■ TEXT SECTION
---*---

Internal function for the Gibbs sampler within the reversible-jump MCMC algorithm

Description

This is RJMCMC algorithm that drives the proposal and selection of breakpoints for the data based on the difference in log marginal likelihood. This function is called within behav_gibbs_sampler.

Usage

samp_move(breakpt, max.time, dat, alpha, nbins, ndata.types)

Arguments

breakpt

numeric. A vector of breakpoints.

max.time

numeric. The number of of the last observation of dat.

dat

A matrix that only contains columns storing discretized data for each of the movement variables used within get_summary_stats.

alpha

numeric. A single value used to specify the hyperparameter for the prior distribution. A standard value for alpha is typically 1, which corresponds with a vague prior on the Dirichlet distribution.

nbins

numeric. A vector of the number of bins used to discretize each movement variable. These must be in the same order as the columns within dat.

ndata.types

numeric. The length of nbins.

Value

The breakpoints and log marginal likelihood are retained from the selected model from the Gibbs sampler and returned as elements of a list. This is performed for each iteration of the MCMC algorithm.


Internal function to sample the gamma hyperparameter

Description

Internal function to sample the gamma hyperparameter

Usage

sample.gamma.mixmod(v, ngroup, gamma.possib)

Arguments

v

numeric. A vector of proportions for each of the possible clusters.

ngroup

numeric. The total number of possible clusters.

gamma.possib

numeric. A vector of possible values that gamma can take ranging between 0.1 and 1.

Value

A single numeric value for gamma that falls within gamma.possib for calculation of the log-likelihood.


Internal function to sample bin estimates for each movement variable

Description

Estimates values of phi matrix for use in characterizing distributions of the movement variables. Not for calling directly by users.

Usage

sample.phi(z.agg, alpha, nmaxclust, nbins, ndata.types)

Arguments

z.agg

A list of latent cluster estimates provided by sample.z.

alpha

numeric. A hyperparameter for the Dirichlet distribution.

nmaxclust

numeric. A single number indicating the maximum number of clusters to test.

nbins

numeric. A vector of the number of bins used to discretize each movement variable. These must be in the same order as the columns within y.

ndata.types

numeric. The number of data streams being analyzed.

Value

A matrix of proportion estimates that characterize distributions (bins) for each movement variable and possible behavioral state.


Internal function to sample bin estimates for each movement variable

Description

Estimates values of phi matrix for use in characterizing distributions of the movement variables. Not for calling directly by users.

Usage

sample.phi.mixmod(alpha, nmaxclust, nbins, ndata.types, nmat)

Arguments

alpha

numeric. A hyperparameter for the Dirichlet distribution.

nmaxclust

numeric. A single number indicating the maximum number of clusters to test.

nbins

numeric. A vector of the number of bins used to discretize each data stream. These must be in the same order as the columns within dat.

ndata.types

numeric. The number of data streams being analyzed.

nmat

A list based on SummarizeDat C++ function to help with multinomial draws.

Value

A list of proportion estimates that characterize distributions (bins) for each data stream and possible behavioral state.

---*---

[Labeled-object pointing entries]
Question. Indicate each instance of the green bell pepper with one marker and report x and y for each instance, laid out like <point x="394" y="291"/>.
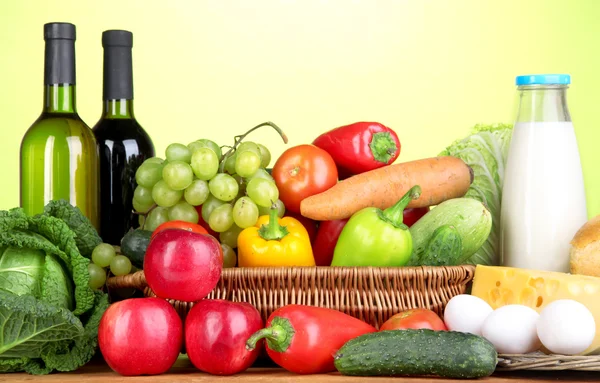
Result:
<point x="375" y="237"/>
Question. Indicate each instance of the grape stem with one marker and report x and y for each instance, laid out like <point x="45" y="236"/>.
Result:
<point x="273" y="231"/>
<point x="238" y="140"/>
<point x="145" y="215"/>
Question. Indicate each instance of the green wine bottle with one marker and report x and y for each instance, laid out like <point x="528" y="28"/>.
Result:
<point x="59" y="157"/>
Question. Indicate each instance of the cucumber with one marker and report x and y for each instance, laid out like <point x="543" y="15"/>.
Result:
<point x="448" y="354"/>
<point x="470" y="217"/>
<point x="134" y="245"/>
<point x="444" y="247"/>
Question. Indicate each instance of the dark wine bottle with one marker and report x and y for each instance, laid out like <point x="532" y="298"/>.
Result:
<point x="59" y="158"/>
<point x="122" y="142"/>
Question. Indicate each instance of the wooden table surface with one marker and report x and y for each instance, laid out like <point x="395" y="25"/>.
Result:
<point x="183" y="371"/>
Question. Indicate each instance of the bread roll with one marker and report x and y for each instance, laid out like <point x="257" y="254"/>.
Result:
<point x="585" y="249"/>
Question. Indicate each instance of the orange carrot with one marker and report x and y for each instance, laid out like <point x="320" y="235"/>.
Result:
<point x="440" y="179"/>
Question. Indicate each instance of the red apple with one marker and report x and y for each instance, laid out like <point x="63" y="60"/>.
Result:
<point x="183" y="265"/>
<point x="140" y="336"/>
<point x="216" y="332"/>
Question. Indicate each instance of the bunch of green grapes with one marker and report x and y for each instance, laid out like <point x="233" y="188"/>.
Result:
<point x="103" y="257"/>
<point x="229" y="191"/>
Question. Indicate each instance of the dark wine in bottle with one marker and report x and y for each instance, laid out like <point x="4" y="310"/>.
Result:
<point x="59" y="158"/>
<point x="122" y="142"/>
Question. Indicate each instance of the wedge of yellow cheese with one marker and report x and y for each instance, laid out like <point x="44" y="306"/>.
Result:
<point x="501" y="286"/>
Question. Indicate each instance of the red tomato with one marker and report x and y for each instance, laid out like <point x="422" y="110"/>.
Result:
<point x="415" y="319"/>
<point x="140" y="336"/>
<point x="182" y="225"/>
<point x="310" y="225"/>
<point x="303" y="171"/>
<point x="183" y="265"/>
<point x="216" y="332"/>
<point x="412" y="215"/>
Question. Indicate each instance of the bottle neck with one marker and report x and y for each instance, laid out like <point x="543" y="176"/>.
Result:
<point x="59" y="76"/>
<point x="543" y="103"/>
<point x="122" y="109"/>
<point x="59" y="98"/>
<point x="118" y="74"/>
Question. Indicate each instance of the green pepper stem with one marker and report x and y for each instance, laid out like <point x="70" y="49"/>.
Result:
<point x="395" y="214"/>
<point x="273" y="231"/>
<point x="278" y="335"/>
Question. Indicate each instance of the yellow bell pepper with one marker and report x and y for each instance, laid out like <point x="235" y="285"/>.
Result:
<point x="275" y="241"/>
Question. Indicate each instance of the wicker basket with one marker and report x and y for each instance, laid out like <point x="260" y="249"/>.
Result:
<point x="542" y="362"/>
<point x="372" y="294"/>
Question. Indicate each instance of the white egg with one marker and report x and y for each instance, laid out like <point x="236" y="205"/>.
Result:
<point x="466" y="313"/>
<point x="566" y="327"/>
<point x="512" y="329"/>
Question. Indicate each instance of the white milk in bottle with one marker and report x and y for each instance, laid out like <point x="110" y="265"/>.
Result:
<point x="543" y="197"/>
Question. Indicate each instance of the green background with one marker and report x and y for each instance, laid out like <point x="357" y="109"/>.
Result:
<point x="428" y="69"/>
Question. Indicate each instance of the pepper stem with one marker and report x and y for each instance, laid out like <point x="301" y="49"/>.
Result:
<point x="383" y="147"/>
<point x="395" y="214"/>
<point x="273" y="231"/>
<point x="279" y="335"/>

---*---

■ PROBLEM SET
#1 In the function documentation, which function is samp_move called within?
#2 Rewrite the part of the function documentation that opens with the words containing "numeric. A single value" and closes with "on the Dirichlet distribution.", putting "weak" in place of "vague".
The entries have no connection to the function documentation.

■ WRITTEN RESPONSES
#1 behav_gibbs_sampler

#2
numeric. A single value used to specify the hyperparameter for the prior distribution. A standard value for alpha is typically 1, which corresponds with a weak prior on the Dirichlet distribution.